%%

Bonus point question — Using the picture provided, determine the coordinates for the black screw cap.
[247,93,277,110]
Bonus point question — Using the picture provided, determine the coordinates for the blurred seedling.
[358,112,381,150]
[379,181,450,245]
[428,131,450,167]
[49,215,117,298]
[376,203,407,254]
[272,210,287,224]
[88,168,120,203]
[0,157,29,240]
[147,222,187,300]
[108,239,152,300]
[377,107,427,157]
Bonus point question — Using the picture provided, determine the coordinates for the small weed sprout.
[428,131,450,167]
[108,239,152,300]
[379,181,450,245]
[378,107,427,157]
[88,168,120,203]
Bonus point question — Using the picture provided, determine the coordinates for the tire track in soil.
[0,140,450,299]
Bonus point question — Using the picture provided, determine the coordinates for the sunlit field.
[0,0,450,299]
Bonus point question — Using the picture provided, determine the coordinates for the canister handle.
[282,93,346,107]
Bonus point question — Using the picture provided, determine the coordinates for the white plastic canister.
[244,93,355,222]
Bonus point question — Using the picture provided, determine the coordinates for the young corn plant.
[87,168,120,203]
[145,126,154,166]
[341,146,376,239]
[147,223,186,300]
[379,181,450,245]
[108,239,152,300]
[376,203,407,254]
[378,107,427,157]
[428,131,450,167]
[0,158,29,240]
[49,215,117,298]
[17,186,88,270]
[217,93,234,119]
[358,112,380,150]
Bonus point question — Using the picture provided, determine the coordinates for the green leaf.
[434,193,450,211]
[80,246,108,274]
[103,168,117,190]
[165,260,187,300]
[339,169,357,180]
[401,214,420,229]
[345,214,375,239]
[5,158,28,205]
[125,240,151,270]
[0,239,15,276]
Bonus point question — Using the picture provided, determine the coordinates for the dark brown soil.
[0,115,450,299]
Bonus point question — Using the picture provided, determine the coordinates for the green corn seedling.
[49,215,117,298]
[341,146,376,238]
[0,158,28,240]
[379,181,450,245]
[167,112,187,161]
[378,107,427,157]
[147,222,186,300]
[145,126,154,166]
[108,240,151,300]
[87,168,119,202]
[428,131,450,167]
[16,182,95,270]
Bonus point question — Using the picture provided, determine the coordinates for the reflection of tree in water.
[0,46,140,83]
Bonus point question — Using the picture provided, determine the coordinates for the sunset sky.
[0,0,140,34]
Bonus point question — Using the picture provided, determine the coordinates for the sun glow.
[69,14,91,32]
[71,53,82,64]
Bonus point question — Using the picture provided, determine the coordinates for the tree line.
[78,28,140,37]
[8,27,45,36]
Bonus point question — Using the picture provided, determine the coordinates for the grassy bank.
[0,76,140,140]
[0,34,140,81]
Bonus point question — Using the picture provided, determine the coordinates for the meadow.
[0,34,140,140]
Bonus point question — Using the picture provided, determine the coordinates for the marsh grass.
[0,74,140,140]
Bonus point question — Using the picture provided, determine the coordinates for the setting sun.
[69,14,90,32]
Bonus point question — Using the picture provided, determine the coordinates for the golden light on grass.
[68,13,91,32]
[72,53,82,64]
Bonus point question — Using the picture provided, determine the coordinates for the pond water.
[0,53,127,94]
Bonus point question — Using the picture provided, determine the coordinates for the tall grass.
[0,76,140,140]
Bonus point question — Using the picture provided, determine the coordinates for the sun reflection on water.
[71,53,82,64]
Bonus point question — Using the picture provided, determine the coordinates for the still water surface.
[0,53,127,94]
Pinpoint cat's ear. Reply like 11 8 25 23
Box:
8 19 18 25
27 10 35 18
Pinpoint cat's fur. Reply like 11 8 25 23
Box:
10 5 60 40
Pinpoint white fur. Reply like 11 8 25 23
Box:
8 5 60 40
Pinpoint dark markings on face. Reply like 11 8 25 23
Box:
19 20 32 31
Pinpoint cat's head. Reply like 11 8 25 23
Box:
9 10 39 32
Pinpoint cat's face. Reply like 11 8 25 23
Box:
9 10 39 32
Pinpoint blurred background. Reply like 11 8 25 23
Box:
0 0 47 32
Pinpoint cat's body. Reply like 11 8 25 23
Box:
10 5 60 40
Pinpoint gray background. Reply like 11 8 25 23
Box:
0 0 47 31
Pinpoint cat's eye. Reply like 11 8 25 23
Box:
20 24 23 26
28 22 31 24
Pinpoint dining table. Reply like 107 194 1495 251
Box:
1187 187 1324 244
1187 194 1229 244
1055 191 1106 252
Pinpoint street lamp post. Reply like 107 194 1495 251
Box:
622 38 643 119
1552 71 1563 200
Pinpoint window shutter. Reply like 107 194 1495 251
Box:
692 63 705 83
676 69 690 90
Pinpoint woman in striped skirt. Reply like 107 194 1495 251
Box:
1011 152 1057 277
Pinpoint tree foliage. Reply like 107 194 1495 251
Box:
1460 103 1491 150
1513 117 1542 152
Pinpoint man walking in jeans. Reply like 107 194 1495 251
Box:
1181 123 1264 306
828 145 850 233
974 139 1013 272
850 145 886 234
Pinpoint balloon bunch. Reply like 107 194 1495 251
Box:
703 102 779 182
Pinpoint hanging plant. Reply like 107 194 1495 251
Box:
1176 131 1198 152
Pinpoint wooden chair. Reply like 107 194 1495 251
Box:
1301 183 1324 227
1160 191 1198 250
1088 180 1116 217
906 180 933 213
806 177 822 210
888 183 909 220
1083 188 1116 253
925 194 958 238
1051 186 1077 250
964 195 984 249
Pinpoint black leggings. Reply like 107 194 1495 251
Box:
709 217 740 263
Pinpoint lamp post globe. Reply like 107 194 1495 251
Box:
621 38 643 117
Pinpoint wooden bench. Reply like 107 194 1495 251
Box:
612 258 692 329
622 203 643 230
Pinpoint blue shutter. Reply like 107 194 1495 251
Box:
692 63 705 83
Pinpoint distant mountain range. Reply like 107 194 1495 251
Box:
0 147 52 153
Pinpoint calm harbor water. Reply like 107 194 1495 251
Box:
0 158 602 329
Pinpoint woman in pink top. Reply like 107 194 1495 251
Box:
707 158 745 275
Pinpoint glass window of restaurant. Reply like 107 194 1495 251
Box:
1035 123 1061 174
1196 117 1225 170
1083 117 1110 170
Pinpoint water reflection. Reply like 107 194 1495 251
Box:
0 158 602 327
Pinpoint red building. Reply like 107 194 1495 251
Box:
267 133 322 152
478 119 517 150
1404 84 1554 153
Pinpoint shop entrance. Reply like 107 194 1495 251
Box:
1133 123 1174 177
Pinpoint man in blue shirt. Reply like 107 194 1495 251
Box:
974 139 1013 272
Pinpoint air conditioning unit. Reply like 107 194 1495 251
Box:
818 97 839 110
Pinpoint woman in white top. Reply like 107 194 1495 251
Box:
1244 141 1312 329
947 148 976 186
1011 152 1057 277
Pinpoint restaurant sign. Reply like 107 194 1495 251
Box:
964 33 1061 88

%%

#### Given instruction
Extract each line of the material above that contains the word "woman", and copy every such line in full.

#### Task output
Pinpoint woman in striped skirt. Reply like 107 194 1495 251
Pinpoint woman in pink top. Reply like 107 194 1495 251
Pinpoint woman in white top. Reply like 107 194 1495 251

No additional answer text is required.